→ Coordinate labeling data
★ ★ ★ ★ ★ ★ ★
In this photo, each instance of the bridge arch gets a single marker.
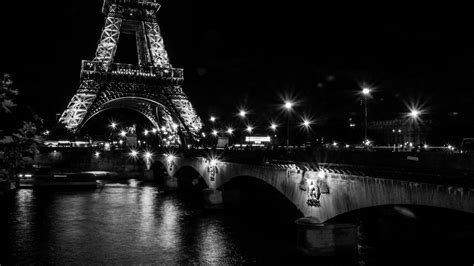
(250, 192)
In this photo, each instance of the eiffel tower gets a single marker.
(152, 88)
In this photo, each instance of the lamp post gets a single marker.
(288, 105)
(365, 93)
(414, 114)
(242, 114)
(113, 126)
(273, 127)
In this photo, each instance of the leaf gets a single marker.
(7, 104)
(6, 140)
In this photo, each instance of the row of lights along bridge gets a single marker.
(288, 106)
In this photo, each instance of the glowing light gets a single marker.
(414, 113)
(213, 162)
(306, 123)
(133, 153)
(321, 174)
(147, 155)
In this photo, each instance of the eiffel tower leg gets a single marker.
(110, 35)
(144, 57)
(156, 44)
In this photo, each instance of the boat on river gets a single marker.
(82, 179)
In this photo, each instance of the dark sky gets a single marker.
(250, 52)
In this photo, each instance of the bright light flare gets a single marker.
(414, 113)
(147, 155)
(321, 174)
(306, 123)
(213, 162)
(170, 157)
(366, 91)
(133, 153)
(288, 105)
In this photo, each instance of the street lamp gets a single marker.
(414, 115)
(249, 129)
(306, 123)
(273, 127)
(366, 94)
(288, 105)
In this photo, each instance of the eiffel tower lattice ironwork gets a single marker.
(153, 87)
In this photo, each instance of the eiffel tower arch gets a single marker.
(152, 87)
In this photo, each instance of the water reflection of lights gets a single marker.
(169, 225)
(133, 183)
(213, 243)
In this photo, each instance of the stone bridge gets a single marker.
(322, 193)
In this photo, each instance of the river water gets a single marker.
(132, 223)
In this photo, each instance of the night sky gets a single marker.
(250, 53)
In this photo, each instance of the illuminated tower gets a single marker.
(152, 87)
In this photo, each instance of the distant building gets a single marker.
(400, 131)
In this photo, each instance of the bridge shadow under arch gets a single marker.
(251, 195)
(189, 179)
(420, 232)
(159, 172)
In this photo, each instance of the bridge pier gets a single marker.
(212, 198)
(319, 239)
(170, 182)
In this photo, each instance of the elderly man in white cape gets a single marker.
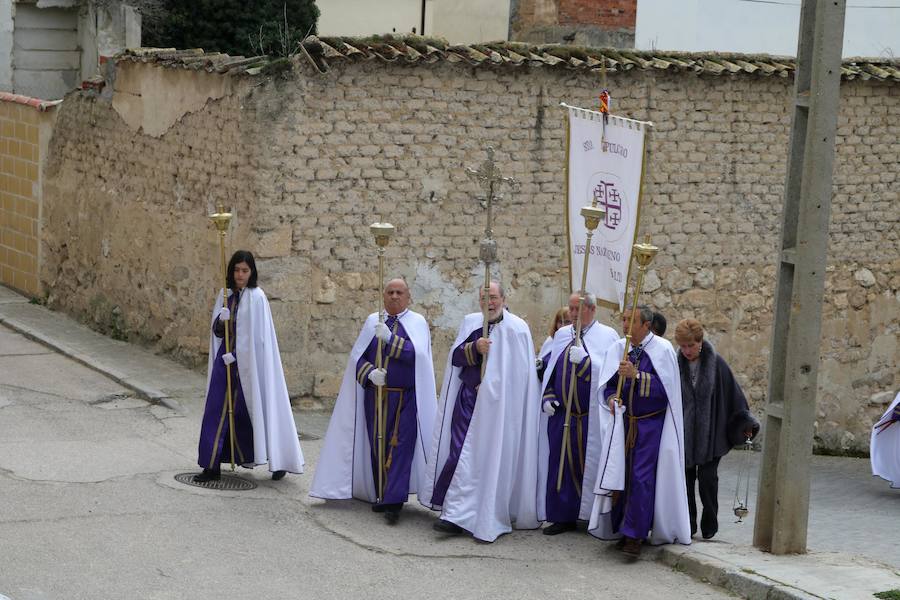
(566, 505)
(348, 465)
(640, 485)
(885, 445)
(264, 428)
(482, 470)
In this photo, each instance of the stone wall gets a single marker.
(309, 160)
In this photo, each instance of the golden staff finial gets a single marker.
(222, 219)
(382, 233)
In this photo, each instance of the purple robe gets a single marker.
(563, 506)
(645, 414)
(399, 358)
(467, 357)
(215, 445)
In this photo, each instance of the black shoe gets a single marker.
(632, 547)
(558, 528)
(446, 527)
(207, 475)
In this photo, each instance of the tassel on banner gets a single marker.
(604, 110)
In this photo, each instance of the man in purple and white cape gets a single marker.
(885, 445)
(348, 466)
(644, 446)
(573, 501)
(482, 469)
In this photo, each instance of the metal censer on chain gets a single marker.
(741, 503)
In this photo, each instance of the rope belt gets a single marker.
(632, 426)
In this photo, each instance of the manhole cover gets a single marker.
(231, 483)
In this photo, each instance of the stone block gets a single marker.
(272, 243)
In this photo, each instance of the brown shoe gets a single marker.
(632, 547)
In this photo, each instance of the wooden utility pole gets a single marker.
(784, 480)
★ ★ ★ ★ ★ ★ ★
→ Set exercise
Your task is to retype all the entries exactly and leave out any pictures.

→ Written answer
In this photo, each instance of the bridge arch gets a single marker.
(250, 192)
In this photo, each instance of the eiffel tower gets a single marker.
(152, 88)
In this photo, each instance of the lamp post gets a single marker.
(288, 105)
(365, 93)
(414, 114)
(242, 114)
(113, 126)
(273, 127)
In this photo, each instance of the leaf gets a single marker.
(7, 104)
(6, 140)
In this photo, each instance of the row of lights along bridge gets a single marker.
(288, 106)
In this photo, each instance of the glowing light gets a single marker.
(414, 113)
(213, 162)
(306, 123)
(133, 153)
(321, 174)
(147, 155)
In this photo, each instance of the eiffel tower leg gets a single marker.
(110, 35)
(144, 57)
(156, 44)
In this photo, each instance of the boat on river gets a single marker.
(82, 179)
In this photo, each instance of the dark sky gets a single marker.
(250, 52)
In this photo, each instance of the bright light flare gets a single marker.
(414, 113)
(147, 155)
(321, 174)
(306, 123)
(213, 162)
(170, 157)
(366, 91)
(133, 153)
(288, 105)
In this photo, each instance of the street lamp gets a single marker.
(414, 115)
(249, 129)
(306, 123)
(273, 127)
(366, 94)
(288, 105)
In this photo, each instance of the eiffel tower lattice ironwork gets a single marker.
(153, 87)
In this photo, each instance of the eiffel tower arch gets a single marker.
(152, 87)
In this photo, each instance of the water reflection of lights gets a single marker.
(169, 225)
(133, 183)
(213, 243)
In this photo, each instance of the stone bridge gets a single marker.
(322, 193)
In this photo, each instance of the river water gets a single marker.
(132, 223)
In this photo, each instance of the night sky gets a single marker.
(250, 53)
In this photo, each instance of the illuminated tower gets a single marker.
(152, 87)
In this photo, each instance of the distant building gets a single marker.
(400, 131)
In this photo, each instance of the bridge shadow under arch gets a single marker.
(251, 195)
(189, 179)
(420, 232)
(159, 172)
In this photo, each instance of the bridge pier gets a single marker.
(212, 198)
(319, 239)
(170, 182)
In this photo, each instance of the elderly man in white cape gets a single marker.
(566, 505)
(348, 465)
(640, 485)
(885, 445)
(264, 428)
(482, 470)
In this photo, each instance of the stone wall gets a single marker.
(309, 160)
In this photo, each instance of the golden staff finial gets a single marker.
(222, 219)
(382, 233)
In this photo, each instance of the purple robe gets a single marker.
(563, 506)
(645, 414)
(399, 358)
(467, 357)
(215, 445)
In this photo, each instance of the black shoe gets a single marker.
(632, 547)
(558, 528)
(446, 527)
(207, 475)
In this photo, each instance of the tassel on banner gets a single marker.
(604, 110)
In this photo, each instance of the man in purple and white cape gets a single marker.
(885, 445)
(348, 466)
(644, 446)
(573, 501)
(482, 469)
In this photo, each instance of the metal censer on chain gets a single marker.
(741, 503)
In this photo, each instance of the rope belt gets a single marker.
(632, 426)
In this photo, each instance of the manhole cover gets a single marker.
(231, 483)
In this photo, each instance of the stone block gets a single marker.
(272, 243)
In this photo, each instance of the brown shoe gets a single marker.
(632, 547)
In this photo, each instance of the wooden utility pole gets a single marker.
(784, 480)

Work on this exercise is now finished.